Given problem
Copy exactly the lines from the one containing "Objective: for every instance of the wooden gable" through the last line of the records, both included, and nothing more.

Records excerpted from a collection:
_____
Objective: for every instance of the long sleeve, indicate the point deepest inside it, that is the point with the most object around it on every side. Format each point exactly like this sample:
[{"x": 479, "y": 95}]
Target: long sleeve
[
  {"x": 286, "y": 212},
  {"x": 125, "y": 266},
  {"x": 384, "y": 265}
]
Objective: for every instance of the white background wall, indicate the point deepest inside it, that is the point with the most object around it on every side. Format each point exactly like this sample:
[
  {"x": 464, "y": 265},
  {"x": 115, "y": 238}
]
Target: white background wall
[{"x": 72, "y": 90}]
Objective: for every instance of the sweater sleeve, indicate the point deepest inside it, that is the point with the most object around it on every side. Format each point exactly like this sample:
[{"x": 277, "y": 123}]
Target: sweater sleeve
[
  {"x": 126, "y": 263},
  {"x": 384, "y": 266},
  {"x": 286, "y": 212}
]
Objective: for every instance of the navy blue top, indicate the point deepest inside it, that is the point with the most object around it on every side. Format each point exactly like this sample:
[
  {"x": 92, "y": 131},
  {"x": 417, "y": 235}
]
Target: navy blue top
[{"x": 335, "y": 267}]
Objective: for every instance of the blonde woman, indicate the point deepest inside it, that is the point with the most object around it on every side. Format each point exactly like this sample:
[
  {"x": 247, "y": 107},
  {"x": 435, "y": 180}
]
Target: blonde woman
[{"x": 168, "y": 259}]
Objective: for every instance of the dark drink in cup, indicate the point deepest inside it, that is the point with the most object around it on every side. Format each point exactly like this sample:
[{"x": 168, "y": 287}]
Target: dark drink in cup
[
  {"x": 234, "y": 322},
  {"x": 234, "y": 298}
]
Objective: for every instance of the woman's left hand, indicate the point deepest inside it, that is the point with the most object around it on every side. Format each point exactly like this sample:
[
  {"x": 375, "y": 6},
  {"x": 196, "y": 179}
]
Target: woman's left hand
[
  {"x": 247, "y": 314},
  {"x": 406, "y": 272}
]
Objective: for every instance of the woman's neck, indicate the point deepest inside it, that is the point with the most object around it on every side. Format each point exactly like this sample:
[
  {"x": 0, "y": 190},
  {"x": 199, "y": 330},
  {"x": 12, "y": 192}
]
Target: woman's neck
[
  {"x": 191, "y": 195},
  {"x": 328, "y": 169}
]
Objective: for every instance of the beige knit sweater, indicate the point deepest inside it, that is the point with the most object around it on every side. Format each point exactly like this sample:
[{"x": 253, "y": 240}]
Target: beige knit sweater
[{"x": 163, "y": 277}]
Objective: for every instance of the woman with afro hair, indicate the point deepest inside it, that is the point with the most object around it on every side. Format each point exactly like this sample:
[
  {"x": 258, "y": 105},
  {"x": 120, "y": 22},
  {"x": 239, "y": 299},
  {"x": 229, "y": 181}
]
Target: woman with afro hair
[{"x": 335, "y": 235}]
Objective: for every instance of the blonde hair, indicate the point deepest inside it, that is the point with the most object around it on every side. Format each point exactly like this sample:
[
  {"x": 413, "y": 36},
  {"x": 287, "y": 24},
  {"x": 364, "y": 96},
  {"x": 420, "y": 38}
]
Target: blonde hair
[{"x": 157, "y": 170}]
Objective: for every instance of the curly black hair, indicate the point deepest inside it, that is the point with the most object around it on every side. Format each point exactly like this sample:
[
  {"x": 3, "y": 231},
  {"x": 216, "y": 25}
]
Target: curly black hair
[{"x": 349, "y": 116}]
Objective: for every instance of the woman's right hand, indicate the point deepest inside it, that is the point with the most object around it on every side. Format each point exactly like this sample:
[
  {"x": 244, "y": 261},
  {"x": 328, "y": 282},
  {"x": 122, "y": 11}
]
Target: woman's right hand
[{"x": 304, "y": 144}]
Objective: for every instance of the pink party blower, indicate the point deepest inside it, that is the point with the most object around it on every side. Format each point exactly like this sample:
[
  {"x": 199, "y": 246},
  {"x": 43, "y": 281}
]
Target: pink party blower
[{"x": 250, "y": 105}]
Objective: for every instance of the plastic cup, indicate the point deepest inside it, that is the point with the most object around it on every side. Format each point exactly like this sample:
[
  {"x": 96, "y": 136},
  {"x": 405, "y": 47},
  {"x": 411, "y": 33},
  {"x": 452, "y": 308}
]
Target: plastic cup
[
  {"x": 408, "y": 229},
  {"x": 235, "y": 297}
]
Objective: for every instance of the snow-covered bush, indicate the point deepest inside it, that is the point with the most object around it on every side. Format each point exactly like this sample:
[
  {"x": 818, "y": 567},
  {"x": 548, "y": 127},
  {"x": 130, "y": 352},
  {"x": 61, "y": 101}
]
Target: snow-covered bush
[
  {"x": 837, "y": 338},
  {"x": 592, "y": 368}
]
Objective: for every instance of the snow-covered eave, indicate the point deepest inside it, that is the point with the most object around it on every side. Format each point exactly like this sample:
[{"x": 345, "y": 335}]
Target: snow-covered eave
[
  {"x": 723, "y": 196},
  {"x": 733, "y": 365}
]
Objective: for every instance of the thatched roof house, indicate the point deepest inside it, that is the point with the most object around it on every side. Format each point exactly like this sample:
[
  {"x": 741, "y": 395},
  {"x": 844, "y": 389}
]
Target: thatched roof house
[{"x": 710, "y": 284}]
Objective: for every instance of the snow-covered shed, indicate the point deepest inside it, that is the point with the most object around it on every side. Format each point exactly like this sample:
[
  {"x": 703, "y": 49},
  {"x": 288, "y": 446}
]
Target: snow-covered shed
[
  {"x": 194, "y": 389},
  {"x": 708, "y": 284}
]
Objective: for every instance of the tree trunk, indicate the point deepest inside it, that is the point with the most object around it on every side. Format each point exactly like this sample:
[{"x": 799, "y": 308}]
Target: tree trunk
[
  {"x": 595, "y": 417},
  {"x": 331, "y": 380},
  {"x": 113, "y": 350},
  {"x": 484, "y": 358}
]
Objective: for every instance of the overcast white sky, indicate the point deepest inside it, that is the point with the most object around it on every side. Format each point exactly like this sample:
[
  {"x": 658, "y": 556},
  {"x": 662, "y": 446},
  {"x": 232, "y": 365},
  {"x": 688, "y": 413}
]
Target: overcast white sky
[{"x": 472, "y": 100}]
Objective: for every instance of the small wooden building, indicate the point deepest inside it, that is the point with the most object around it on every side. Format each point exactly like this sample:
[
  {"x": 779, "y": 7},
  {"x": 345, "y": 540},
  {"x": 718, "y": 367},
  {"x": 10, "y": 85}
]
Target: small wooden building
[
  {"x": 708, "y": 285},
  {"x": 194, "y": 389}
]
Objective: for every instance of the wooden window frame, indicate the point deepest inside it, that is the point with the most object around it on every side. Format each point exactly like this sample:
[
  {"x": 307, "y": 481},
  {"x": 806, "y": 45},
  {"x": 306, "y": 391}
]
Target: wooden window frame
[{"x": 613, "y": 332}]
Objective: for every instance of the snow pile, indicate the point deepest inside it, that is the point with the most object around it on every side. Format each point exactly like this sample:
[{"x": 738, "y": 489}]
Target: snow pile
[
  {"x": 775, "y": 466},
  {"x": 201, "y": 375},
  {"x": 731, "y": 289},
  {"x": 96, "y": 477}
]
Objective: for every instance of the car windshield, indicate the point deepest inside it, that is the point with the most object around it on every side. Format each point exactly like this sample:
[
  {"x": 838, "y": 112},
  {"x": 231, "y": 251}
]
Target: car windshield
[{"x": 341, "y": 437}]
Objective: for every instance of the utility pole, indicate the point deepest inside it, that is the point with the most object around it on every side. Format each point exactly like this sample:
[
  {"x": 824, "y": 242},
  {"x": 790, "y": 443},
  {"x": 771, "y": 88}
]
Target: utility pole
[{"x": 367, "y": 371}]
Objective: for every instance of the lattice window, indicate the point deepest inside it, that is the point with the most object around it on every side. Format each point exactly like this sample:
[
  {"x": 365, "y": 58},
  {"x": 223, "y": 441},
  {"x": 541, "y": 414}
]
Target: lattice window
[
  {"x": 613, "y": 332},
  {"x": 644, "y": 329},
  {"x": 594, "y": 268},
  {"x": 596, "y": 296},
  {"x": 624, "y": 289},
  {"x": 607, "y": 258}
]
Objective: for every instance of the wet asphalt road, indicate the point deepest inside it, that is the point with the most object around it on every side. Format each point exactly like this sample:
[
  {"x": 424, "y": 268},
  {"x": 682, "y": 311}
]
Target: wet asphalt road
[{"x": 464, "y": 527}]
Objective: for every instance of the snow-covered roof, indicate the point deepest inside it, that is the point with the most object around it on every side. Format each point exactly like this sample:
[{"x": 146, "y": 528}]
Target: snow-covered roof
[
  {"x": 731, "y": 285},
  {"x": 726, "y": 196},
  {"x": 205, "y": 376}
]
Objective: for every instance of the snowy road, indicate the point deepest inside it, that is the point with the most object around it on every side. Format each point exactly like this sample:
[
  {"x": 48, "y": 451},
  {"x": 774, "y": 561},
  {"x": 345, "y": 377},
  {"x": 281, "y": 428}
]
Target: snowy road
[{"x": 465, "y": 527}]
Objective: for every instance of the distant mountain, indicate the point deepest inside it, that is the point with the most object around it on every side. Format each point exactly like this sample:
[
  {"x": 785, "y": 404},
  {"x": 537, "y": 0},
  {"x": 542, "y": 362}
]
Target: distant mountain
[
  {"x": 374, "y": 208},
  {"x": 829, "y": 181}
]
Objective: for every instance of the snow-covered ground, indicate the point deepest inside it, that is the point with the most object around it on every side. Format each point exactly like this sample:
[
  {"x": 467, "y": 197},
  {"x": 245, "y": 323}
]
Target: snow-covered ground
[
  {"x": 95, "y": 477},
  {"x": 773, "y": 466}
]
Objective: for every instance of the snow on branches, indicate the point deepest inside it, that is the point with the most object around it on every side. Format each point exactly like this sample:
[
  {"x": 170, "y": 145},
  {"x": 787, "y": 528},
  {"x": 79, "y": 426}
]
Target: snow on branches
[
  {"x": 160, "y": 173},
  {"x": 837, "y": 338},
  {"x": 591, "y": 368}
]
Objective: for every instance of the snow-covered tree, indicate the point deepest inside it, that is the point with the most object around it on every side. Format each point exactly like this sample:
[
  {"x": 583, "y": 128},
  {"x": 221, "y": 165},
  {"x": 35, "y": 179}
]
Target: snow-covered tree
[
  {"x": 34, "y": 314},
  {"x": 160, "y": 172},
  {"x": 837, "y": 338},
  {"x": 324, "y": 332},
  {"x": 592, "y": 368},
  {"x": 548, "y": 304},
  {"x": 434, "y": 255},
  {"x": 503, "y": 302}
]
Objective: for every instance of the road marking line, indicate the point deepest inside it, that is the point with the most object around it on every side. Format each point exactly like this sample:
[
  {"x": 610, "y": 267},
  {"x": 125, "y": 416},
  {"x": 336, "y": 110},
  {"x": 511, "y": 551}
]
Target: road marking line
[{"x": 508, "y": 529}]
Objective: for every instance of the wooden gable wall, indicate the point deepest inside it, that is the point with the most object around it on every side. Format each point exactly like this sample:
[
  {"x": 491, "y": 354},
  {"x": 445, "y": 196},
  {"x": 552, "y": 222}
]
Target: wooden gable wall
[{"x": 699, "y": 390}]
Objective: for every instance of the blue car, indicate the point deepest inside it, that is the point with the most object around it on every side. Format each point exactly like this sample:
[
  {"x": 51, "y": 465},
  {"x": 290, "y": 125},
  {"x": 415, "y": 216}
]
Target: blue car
_____
Worked answer
Objective: for every instance of the wooden gable wall, indicate the point deepest inside it, that is the point with the most object around it on every side. Format each point exactly like this sample:
[
  {"x": 491, "y": 354},
  {"x": 445, "y": 196},
  {"x": 552, "y": 222}
]
Target: wooden gable wall
[{"x": 699, "y": 390}]
Objective: for every instance of the blue car, indicate the point deepest inside it, that is the point with the most object around it on every side. Format each point exactly like this sample:
[
  {"x": 51, "y": 465},
  {"x": 290, "y": 125},
  {"x": 415, "y": 216}
]
Target: blue car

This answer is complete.